Everything in the listing except the pictures should be written out exactly.

» **Data to use**:
┄┄┄┄┄┄┄┄┄┄
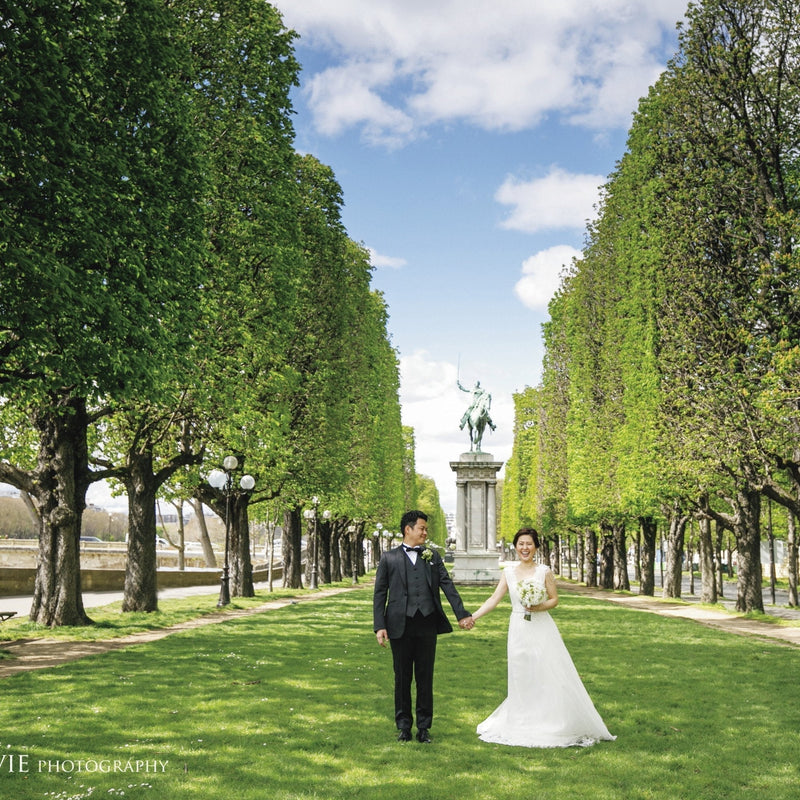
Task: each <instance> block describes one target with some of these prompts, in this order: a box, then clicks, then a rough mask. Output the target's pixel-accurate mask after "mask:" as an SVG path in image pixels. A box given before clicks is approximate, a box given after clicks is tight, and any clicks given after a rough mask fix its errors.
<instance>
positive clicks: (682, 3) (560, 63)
mask: <svg viewBox="0 0 800 800" xmlns="http://www.w3.org/2000/svg"><path fill="white" fill-rule="evenodd" d="M275 4H276V5H277V7H278V8H279V9H280V10H281V12H282V14H283V16H284V20H285V22H286V24H287V25H288V26H290V27H292V28H294V29H295V30H297V31H298V32H299V33H300V35H301V43H302V41H303V40H304V39H306V40H308V41H309V43H311V44H313V46H314V47H315V48H320V47H322V48H324V49H325V50H326V51H327V53H328V54H329V56H330V59H331V62H332V63H331V65H329V66H328V67H326V68H324V69H322V70H321V71H320V72H318V73H316V74H315V75H311V76H309V75H308V74H304V75H303V76H302V79H303V82H304V87H305V88H304V91H305V93H306V96H307V98H308V102H309V104H310V106H311V108H312V112H313V114H314V116H315V123H316V125H317V127H318V128H319V130H320V131H321V132H322V133H327V134H332V135H335V134H338V133H341V132H342V131H344V130H345V129H347V128H350V127H357V128H360V129H361V130H362V134H363V135H364V137H365V138H366V139H367V140H368V141H371V142H374V143H378V142H379V143H385V144H389V145H390V146H398V145H400V144H402V143H403V142H405V141H409V140H411V139H413V138H416V137H417V136H418V135H419V134H420V132H421V131H422V130H424V128H425V127H426V126H427V125H429V124H431V123H435V122H440V121H457V120H463V121H467V122H469V123H471V124H474V125H477V126H479V127H482V128H485V129H489V130H521V129H524V128H527V127H531V126H533V125H536V124H537V122H538V121H540V120H541V119H542V118H543V117H544V116H546V115H549V114H553V113H555V114H559V115H562V116H563V118H564V119H565V120H566V121H567V122H569V123H571V124H576V125H582V126H588V127H591V128H595V129H602V128H607V127H627V126H628V125H629V124H630V110H631V109H632V108H635V106H636V102H637V100H638V98H639V97H641V96H642V95H644V94H645V93H646V92H647V88H648V86H649V85H650V84H651V83H652V82H653V81H654V80H655V78H656V76H657V75H658V74H659V72H660V71H661V70H662V69H663V68H664V66H665V64H666V60H667V58H669V56H671V54H672V52H671V50H672V46H671V45H670V43H669V42H670V37H672V34H673V33H674V30H675V24H676V22H677V21H678V20H679V19H681V18H682V17H683V15H684V13H685V11H686V6H687V0H605V1H604V2H603V3H598V2H597V0H559V2H558V3H531V2H520V0H494V2H493V3H492V4H491V8H489V7H488V6H487V4H486V3H485V0H437V2H436V3H431V2H428V1H427V0H336V2H330V0H276V1H275ZM673 41H674V39H673Z"/></svg>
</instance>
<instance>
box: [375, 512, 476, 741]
mask: <svg viewBox="0 0 800 800" xmlns="http://www.w3.org/2000/svg"><path fill="white" fill-rule="evenodd" d="M400 530H401V531H402V532H403V543H402V544H401V545H400V547H397V548H395V549H394V550H389V551H388V552H386V553H384V554H383V555H382V556H381V560H380V563H379V564H378V571H377V572H376V573H375V596H374V599H373V618H374V630H375V634H376V636H377V637H378V644H379V645H380V646H381V647H386V642H387V641H388V642H389V643H390V645H391V647H392V660H393V662H394V708H395V712H394V718H395V723H396V724H397V728H398V731H399V733H398V735H397V739H398V741H401V742H408V741H410V740H411V725H412V723H413V721H414V717H413V715H412V713H411V678H412V676H414V678H415V679H416V684H417V703H416V712H417V741H418V742H425V743H428V742H430V740H431V737H430V733H429V730H430V727H431V723H432V722H433V664H434V660H435V658H436V637H437V635H438V634H440V633H450V631H452V630H453V627H452V625H451V624H450V622H449V621H448V619H447V617H446V616H445V613H444V611H443V610H442V601H441V598H440V596H439V590H440V589H441V590H442V591H443V592H444V593H445V596H446V597H447V599H448V601H449V603H450V605H451V607H452V609H453V611H454V612H455V615H456V618H457V619H458V621H459V622H458V624H459V626H460V627H461V628H465V629H469V628H471V627H472V625H473V622H472V616H471V615H470V614H469V612H468V611H466V610H465V609H464V605H463V603H462V602H461V598H460V597H459V595H458V592H457V591H456V587H455V586H454V585H453V581H452V580H451V579H450V575H449V573H448V572H447V568H446V567H445V565H444V562H443V561H442V557H441V556H440V555H439V554H438V553H437V552H436V551H435V550H433V549H432V548H430V547H424V546H423V545H425V541H426V539H427V538H428V517H427V516H426V515H425V514H423V513H422V511H407V512H406V513H405V514H403V518H402V519H401V520H400Z"/></svg>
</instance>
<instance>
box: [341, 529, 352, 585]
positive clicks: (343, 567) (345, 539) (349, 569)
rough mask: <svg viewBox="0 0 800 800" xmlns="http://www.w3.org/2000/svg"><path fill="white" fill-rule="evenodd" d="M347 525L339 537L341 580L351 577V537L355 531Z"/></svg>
mask: <svg viewBox="0 0 800 800" xmlns="http://www.w3.org/2000/svg"><path fill="white" fill-rule="evenodd" d="M349 528H350V526H349V525H348V526H347V528H346V529H345V531H344V535H343V536H342V539H341V545H342V546H341V554H342V580H344V579H345V578H352V577H353V537H354V536H355V533H354V532H353V531H351V530H349Z"/></svg>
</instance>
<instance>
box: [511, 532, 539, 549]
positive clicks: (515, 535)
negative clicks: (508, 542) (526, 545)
mask: <svg viewBox="0 0 800 800" xmlns="http://www.w3.org/2000/svg"><path fill="white" fill-rule="evenodd" d="M520 536H530V537H531V538H532V539H533V546H534V547H535V548H536V549H537V550H538V549H539V532H538V531H537V530H536V528H520V529H519V530H518V531H517V532H516V533H515V534H514V542H513V544H514V547H516V546H517V541H518V540H519V537H520Z"/></svg>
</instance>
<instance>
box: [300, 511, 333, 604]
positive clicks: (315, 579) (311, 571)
mask: <svg viewBox="0 0 800 800" xmlns="http://www.w3.org/2000/svg"><path fill="white" fill-rule="evenodd" d="M311 505H312V506H313V508H307V509H306V510H305V511H304V512H303V516H304V517H305V518H306V519H308V520H312V519H313V520H314V535H313V537H312V540H311V542H312V544H311V547H312V550H311V583H310V585H309V588H311V589H316V588H317V566H318V564H319V556H318V553H319V536H318V535H317V506H319V497H317V496H316V495H314V496H313V497H312V498H311ZM322 518H323V519H326V520H327V519H330V518H331V512H330V511H328V510H327V509H325V511H323V512H322Z"/></svg>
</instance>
┄┄┄┄┄┄┄┄┄┄
» **Answer to the exercise**:
Task: each <instance> block describes one target with some of these prompts, in this order: a box, then clicks, then a rough mask. Output the target's pixel-accurate mask after "mask:" as an SVG path in image pixels. A box given before clicks is approximate, a box given after clicks is tight, and any clicks given after a rough mask fix its errors.
<instance>
positive clicks: (682, 3) (560, 63)
mask: <svg viewBox="0 0 800 800" xmlns="http://www.w3.org/2000/svg"><path fill="white" fill-rule="evenodd" d="M275 4H276V5H277V7H278V8H279V9H280V10H281V12H282V14H283V16H284V20H285V22H286V24H287V25H288V26H290V27H292V28H294V29H295V30H297V31H298V32H299V33H300V35H301V43H302V41H303V40H304V39H306V40H308V41H309V43H311V44H313V46H314V47H315V48H320V47H322V48H324V49H325V50H326V51H327V53H328V54H329V56H330V59H331V62H332V63H331V65H329V66H328V67H326V68H324V69H322V70H321V71H320V72H318V73H316V74H315V75H311V76H309V75H308V74H304V75H303V76H302V79H303V82H304V87H305V88H304V91H305V93H306V96H307V98H308V102H309V104H310V106H311V108H312V112H313V114H314V116H315V123H316V125H317V127H318V128H319V130H320V131H321V132H322V133H327V134H332V135H335V134H338V133H341V132H342V131H344V130H345V129H347V128H350V127H357V128H360V129H361V130H362V134H363V135H364V137H365V138H366V139H367V140H368V141H371V142H374V143H378V142H379V143H385V144H389V145H390V146H398V145H400V144H402V143H403V142H405V141H409V140H411V139H413V138H416V137H417V136H418V135H419V134H420V132H421V131H422V130H424V128H425V127H426V126H427V125H429V124H431V123H435V122H440V121H457V120H463V121H467V122H469V123H471V124H474V125H477V126H479V127H482V128H485V129H489V130H521V129H524V128H527V127H531V126H533V125H536V124H537V122H538V121H540V120H541V119H542V118H543V117H544V116H546V115H549V114H553V113H555V114H559V115H562V116H563V118H564V119H565V120H566V121H567V122H569V123H571V124H576V125H582V126H588V127H591V128H595V129H602V128H607V127H627V126H628V125H629V124H630V110H631V109H632V108H635V106H636V102H637V100H638V98H639V97H641V96H642V95H644V94H645V93H646V92H647V88H648V86H649V85H650V84H651V83H652V82H653V81H654V80H655V78H656V76H657V75H658V74H659V72H660V71H661V70H662V69H663V68H664V66H665V64H666V60H667V58H669V56H671V54H672V52H671V50H672V46H671V45H670V43H669V42H670V37H672V34H673V33H674V30H675V24H676V22H677V21H678V20H679V19H681V18H682V17H683V15H684V13H685V11H686V6H687V0H605V1H604V2H603V3H598V2H597V0H559V2H558V3H531V2H520V0H494V2H493V3H492V4H491V8H489V7H488V6H487V4H486V3H485V0H437V2H436V3H431V2H428V1H427V0H336V2H330V0H276V1H275ZM673 41H674V39H673Z"/></svg>
</instance>
<instance>
box: [375, 512, 476, 741]
mask: <svg viewBox="0 0 800 800" xmlns="http://www.w3.org/2000/svg"><path fill="white" fill-rule="evenodd" d="M400 530H401V531H402V532H403V543H402V544H401V545H400V547H397V548H395V549H394V550H389V551H388V552H386V553H384V554H383V555H382V556H381V560H380V563H379V564H378V571H377V572H376V573H375V596H374V599H373V618H374V630H375V634H376V636H377V637H378V644H379V645H380V646H381V647H386V642H387V641H388V642H389V643H390V645H391V647H392V660H393V662H394V708H395V712H394V718H395V723H396V724H397V728H398V731H399V733H398V735H397V739H398V741H401V742H408V741H410V740H411V725H412V723H413V721H414V717H413V715H412V713H411V678H412V676H414V678H415V679H416V684H417V703H416V712H417V741H418V742H425V743H428V742H430V740H431V737H430V733H429V730H430V727H431V723H432V722H433V664H434V660H435V658H436V637H437V635H438V634H440V633H450V631H452V630H453V627H452V625H451V624H450V622H449V621H448V619H447V617H446V616H445V613H444V611H443V610H442V601H441V598H440V596H439V590H440V589H441V590H442V591H443V592H444V593H445V596H446V597H447V599H448V601H449V603H450V605H451V607H452V609H453V611H454V612H455V615H456V618H457V619H458V621H459V622H458V624H459V626H460V627H461V628H465V629H469V628H471V627H472V625H473V622H472V616H471V615H470V614H469V612H468V611H466V610H465V609H464V605H463V603H462V602H461V598H460V597H459V595H458V592H457V591H456V587H455V586H454V585H453V581H452V580H451V579H450V575H449V573H448V572H447V568H446V567H445V565H444V562H443V561H442V557H441V556H440V555H439V554H438V553H437V552H436V551H435V550H433V549H432V548H430V547H424V546H423V545H425V541H426V539H427V538H428V517H427V516H426V515H425V514H423V513H422V511H407V512H406V513H405V514H403V518H402V519H401V520H400Z"/></svg>
</instance>
<instance>
box: [341, 529, 352, 585]
positive clicks: (343, 567) (345, 539) (349, 569)
rough mask: <svg viewBox="0 0 800 800" xmlns="http://www.w3.org/2000/svg"><path fill="white" fill-rule="evenodd" d="M347 525L339 537L341 580L351 577V537L355 531Z"/></svg>
mask: <svg viewBox="0 0 800 800" xmlns="http://www.w3.org/2000/svg"><path fill="white" fill-rule="evenodd" d="M349 528H350V526H349V525H348V526H347V528H346V529H345V531H344V535H343V536H342V539H341V545H342V546H341V554H342V580H344V579H345V578H352V577H353V537H354V536H355V533H354V532H353V531H351V530H349Z"/></svg>
</instance>
<instance>
box: [511, 532, 539, 549]
positive clicks: (515, 535)
negative clicks: (508, 542) (526, 545)
mask: <svg viewBox="0 0 800 800" xmlns="http://www.w3.org/2000/svg"><path fill="white" fill-rule="evenodd" d="M520 536H530V537H531V538H532V539H533V546H534V547H535V548H536V549H537V550H538V549H539V532H538V531H537V530H536V528H520V529H519V530H518V531H517V532H516V533H515V534H514V542H513V544H514V547H516V546H517V541H518V540H519V537H520Z"/></svg>
</instance>
<instance>
box: [300, 511, 333, 604]
positive clicks: (315, 579) (311, 571)
mask: <svg viewBox="0 0 800 800" xmlns="http://www.w3.org/2000/svg"><path fill="white" fill-rule="evenodd" d="M311 505H312V506H313V508H307V509H306V510H305V511H304V512H303V516H304V517H305V518H306V519H308V520H312V519H313V520H314V535H313V537H312V540H311V542H312V544H311V547H312V550H311V583H310V585H309V588H311V589H316V588H317V566H318V564H319V556H318V553H319V536H318V535H317V506H319V497H317V496H316V495H314V496H313V497H312V498H311ZM322 518H323V519H326V520H327V519H330V518H331V512H330V511H328V510H327V509H325V511H323V512H322Z"/></svg>
</instance>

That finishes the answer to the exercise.